• **INSTRUCTION**: Collect every line of the listing below that contains the string "truck", and treat uppercase and lowercase letters as distinct.

• **RECORDS SHOWN**:
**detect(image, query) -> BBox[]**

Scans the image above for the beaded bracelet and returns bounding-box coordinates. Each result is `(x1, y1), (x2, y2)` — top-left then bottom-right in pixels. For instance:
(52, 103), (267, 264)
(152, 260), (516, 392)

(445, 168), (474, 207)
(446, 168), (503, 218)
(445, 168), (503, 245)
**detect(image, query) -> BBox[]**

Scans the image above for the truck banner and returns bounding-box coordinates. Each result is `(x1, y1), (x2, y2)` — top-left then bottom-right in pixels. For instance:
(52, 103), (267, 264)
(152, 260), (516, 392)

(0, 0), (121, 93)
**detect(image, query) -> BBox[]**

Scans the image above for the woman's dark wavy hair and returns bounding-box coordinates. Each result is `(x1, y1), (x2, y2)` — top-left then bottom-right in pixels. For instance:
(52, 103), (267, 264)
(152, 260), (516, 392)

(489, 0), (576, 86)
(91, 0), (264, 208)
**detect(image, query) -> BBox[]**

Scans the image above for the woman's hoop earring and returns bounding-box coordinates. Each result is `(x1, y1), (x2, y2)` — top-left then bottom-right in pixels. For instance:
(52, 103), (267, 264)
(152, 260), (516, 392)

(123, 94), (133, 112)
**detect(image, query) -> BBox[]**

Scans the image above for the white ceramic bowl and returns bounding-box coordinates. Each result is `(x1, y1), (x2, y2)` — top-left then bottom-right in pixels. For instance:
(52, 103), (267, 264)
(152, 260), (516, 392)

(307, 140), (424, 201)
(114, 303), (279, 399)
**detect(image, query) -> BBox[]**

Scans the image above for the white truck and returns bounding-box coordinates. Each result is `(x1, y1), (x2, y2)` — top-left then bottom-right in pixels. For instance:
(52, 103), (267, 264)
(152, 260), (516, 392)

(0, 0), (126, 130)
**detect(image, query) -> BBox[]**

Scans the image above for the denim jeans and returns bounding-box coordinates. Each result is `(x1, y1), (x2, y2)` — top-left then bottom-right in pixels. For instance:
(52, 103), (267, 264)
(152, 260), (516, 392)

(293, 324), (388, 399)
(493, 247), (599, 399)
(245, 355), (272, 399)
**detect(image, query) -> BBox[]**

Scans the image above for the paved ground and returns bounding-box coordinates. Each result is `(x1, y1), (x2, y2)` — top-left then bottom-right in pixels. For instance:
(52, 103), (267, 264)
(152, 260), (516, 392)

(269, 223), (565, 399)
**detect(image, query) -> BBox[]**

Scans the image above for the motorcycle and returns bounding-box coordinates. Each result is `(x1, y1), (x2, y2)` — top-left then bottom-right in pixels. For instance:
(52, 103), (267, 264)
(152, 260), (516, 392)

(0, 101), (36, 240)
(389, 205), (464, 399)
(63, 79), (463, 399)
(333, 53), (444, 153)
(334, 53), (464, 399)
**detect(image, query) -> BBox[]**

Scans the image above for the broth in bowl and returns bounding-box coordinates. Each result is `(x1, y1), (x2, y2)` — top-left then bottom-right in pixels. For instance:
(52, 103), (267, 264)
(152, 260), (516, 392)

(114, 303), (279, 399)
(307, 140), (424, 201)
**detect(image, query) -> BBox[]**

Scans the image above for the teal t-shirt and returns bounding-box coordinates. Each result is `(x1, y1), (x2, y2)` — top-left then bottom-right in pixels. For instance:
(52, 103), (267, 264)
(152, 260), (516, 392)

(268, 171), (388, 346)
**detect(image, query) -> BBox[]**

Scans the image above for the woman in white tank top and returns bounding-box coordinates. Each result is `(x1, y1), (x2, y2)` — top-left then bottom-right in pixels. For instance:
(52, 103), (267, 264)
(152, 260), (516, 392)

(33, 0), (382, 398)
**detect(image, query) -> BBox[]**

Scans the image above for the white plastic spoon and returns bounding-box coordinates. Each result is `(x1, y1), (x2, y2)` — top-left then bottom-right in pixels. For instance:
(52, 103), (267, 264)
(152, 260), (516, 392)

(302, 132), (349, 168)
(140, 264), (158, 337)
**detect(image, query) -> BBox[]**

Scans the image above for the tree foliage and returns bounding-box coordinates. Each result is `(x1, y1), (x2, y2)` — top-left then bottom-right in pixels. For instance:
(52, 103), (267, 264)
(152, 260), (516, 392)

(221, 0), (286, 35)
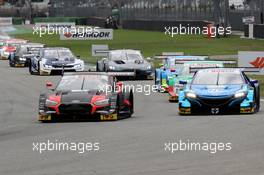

• **WORKED SOLUTION**:
Scans the image above for the truck banner and returns bounding-box coordinates. Each result is `(x1, y1), (x2, y2)` — top-left then bottom-right in pixels. For instance:
Scans the image above for the white truck and returns bounding-box coordinates. Each result is `(x1, y1), (x2, y2)` — top-left then bottom-right in pixels. For instance:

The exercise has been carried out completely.